-- start Records supplied --

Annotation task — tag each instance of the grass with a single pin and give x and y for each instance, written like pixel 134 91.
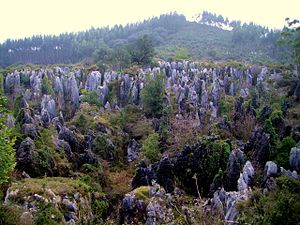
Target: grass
pixel 59 186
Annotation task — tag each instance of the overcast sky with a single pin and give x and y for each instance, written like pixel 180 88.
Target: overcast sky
pixel 24 18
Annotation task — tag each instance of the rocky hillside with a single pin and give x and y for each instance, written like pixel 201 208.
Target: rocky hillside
pixel 179 143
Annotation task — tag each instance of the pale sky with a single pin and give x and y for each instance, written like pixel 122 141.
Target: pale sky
pixel 24 18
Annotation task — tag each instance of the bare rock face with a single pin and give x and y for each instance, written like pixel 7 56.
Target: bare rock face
pixel 71 93
pixel 25 156
pixel 246 178
pixel 295 159
pixel 132 150
pixel 70 137
pixel 225 203
pixel 155 208
pixel 258 146
pixel 30 130
pixel 234 168
pixel 48 104
pixel 12 83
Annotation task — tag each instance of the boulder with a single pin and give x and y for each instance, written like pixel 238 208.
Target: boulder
pixel 143 177
pixel 295 159
pixel 258 147
pixel 30 130
pixel 234 168
pixel 25 156
pixel 70 137
pixel 164 171
pixel 48 104
pixel 246 178
pixel 65 147
pixel 226 202
pixel 88 157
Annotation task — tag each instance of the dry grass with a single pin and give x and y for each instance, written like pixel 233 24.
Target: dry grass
pixel 59 185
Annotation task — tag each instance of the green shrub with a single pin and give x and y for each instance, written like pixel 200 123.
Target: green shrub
pixel 24 79
pixel 100 211
pixel 48 215
pixel 268 128
pixel 9 215
pixel 7 152
pixel 1 83
pixel 92 98
pixel 103 147
pixel 151 148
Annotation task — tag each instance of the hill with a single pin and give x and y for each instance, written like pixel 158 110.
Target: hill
pixel 209 37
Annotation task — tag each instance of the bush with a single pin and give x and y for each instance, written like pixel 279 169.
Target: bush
pixel 48 215
pixel 100 210
pixel 103 147
pixel 283 152
pixel 9 215
pixel 151 148
pixel 152 95
pixel 91 97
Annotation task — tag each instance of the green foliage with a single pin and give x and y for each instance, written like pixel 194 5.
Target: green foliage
pixel 226 105
pixel 24 79
pixel 182 54
pixel 280 206
pixel 282 153
pixel 152 95
pixel 142 193
pixel 268 128
pixel 142 50
pixel 166 31
pixel 7 141
pixel 92 98
pixel 290 36
pixel 164 123
pixel 1 84
pixel 48 215
pixel 17 106
pixel 47 86
pixel 100 210
pixel 9 215
pixel 132 120
pixel 103 146
pixel 81 123
pixel 151 148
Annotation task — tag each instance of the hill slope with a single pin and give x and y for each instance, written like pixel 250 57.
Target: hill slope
pixel 203 39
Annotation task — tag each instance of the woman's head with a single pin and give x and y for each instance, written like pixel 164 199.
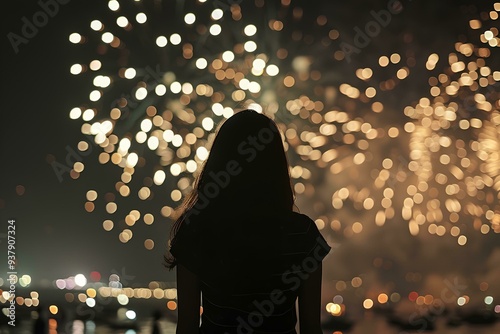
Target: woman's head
pixel 247 166
pixel 246 172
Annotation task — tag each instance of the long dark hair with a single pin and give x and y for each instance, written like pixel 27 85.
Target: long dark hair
pixel 247 171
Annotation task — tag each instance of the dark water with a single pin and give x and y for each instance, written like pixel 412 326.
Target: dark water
pixel 375 325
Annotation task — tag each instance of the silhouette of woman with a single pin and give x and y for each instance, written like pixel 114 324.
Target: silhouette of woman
pixel 238 242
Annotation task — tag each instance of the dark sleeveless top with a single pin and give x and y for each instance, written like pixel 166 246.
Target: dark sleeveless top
pixel 250 267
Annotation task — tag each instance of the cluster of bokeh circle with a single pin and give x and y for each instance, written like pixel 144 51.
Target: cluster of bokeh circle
pixel 165 74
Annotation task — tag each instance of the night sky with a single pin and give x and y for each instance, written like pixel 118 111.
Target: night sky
pixel 56 237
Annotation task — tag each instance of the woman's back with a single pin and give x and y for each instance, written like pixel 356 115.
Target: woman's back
pixel 251 267
pixel 239 244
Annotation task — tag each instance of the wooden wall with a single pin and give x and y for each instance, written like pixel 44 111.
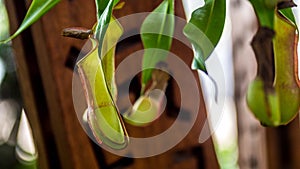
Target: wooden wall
pixel 43 57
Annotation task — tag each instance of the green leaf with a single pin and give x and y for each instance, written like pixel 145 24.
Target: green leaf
pixel 103 116
pixel 113 33
pixel 265 12
pixel 156 33
pixel 36 10
pixel 204 30
pixel 288 14
pixel 104 14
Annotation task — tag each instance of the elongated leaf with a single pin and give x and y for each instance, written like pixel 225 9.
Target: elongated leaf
pixel 36 10
pixel 104 14
pixel 264 12
pixel 113 33
pixel 156 33
pixel 103 116
pixel 204 30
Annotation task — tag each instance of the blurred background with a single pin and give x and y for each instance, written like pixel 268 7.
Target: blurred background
pixel 39 127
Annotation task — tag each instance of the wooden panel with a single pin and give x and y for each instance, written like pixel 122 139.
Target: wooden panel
pixel 71 145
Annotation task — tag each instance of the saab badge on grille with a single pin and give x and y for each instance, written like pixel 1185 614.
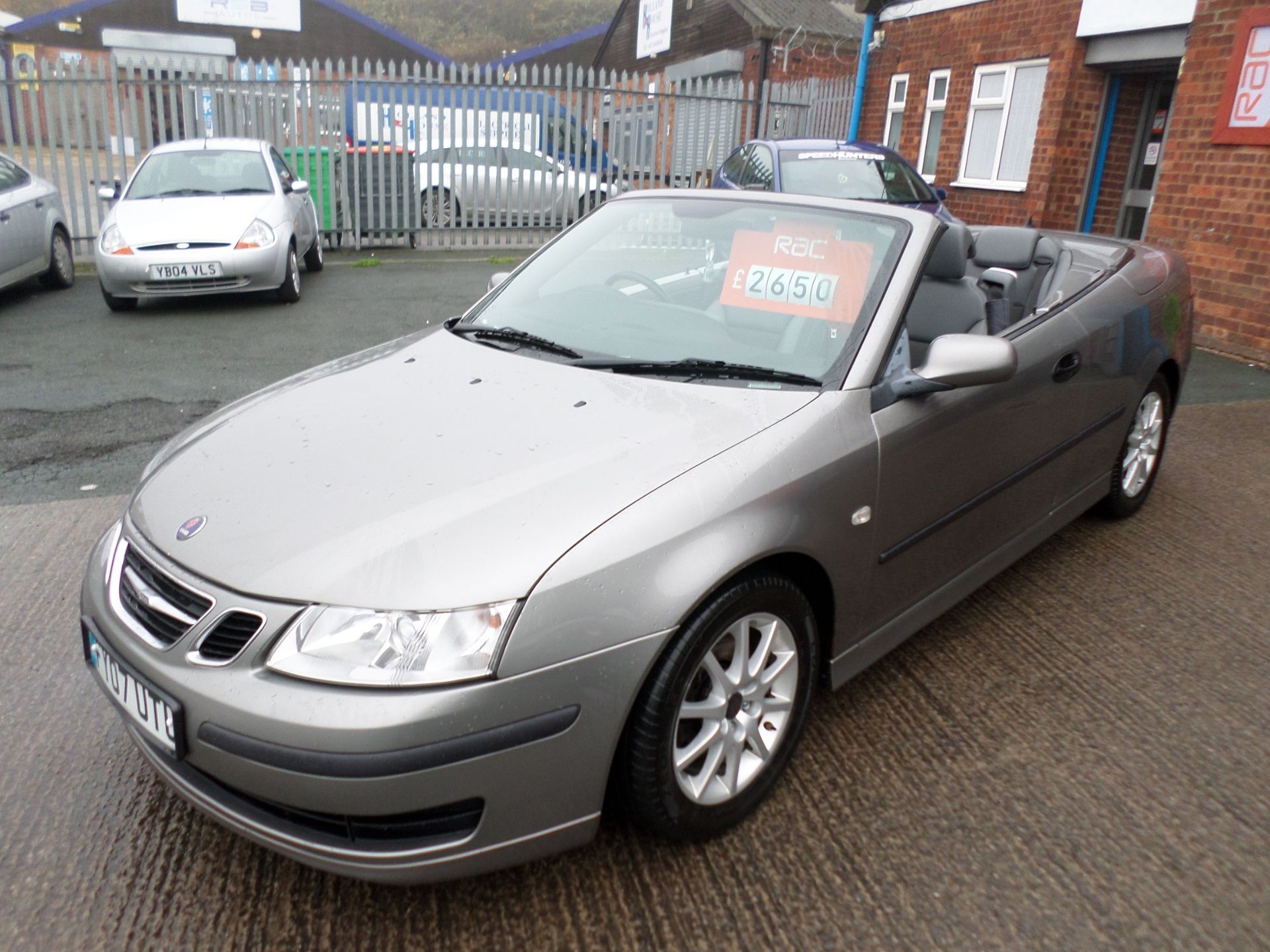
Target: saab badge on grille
pixel 190 527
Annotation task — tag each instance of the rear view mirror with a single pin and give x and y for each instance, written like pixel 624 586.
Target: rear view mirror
pixel 968 361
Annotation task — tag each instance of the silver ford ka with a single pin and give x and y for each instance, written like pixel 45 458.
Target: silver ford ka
pixel 411 615
pixel 207 216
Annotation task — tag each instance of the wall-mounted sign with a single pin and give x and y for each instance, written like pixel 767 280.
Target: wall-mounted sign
pixel 1244 112
pixel 24 65
pixel 265 15
pixel 653 30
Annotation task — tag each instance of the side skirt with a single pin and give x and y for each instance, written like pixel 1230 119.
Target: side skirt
pixel 898 630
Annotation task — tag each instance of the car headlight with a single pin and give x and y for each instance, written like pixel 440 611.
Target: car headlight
pixel 112 241
pixel 393 649
pixel 257 235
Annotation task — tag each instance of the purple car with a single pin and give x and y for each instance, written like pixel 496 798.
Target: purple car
pixel 825 167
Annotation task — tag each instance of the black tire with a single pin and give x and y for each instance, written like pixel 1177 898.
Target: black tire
pixel 1121 503
pixel 316 259
pixel 117 303
pixel 647 775
pixel 435 201
pixel 62 262
pixel 288 292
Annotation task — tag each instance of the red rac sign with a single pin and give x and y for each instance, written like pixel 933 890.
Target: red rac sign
pixel 1244 113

-- end Records supplied --

Can you reproduce the lines exactly, starting with the line containing "Annotation task — tag each instance of the blurred" and ending with the line containing "pixel 39 127", both included?

Output for this exercise –
Annotation task — tag each instance of the blurred background with a single pin and give x and y for each instance, written like pixel 268 7.
Target: blurred background
pixel 39 127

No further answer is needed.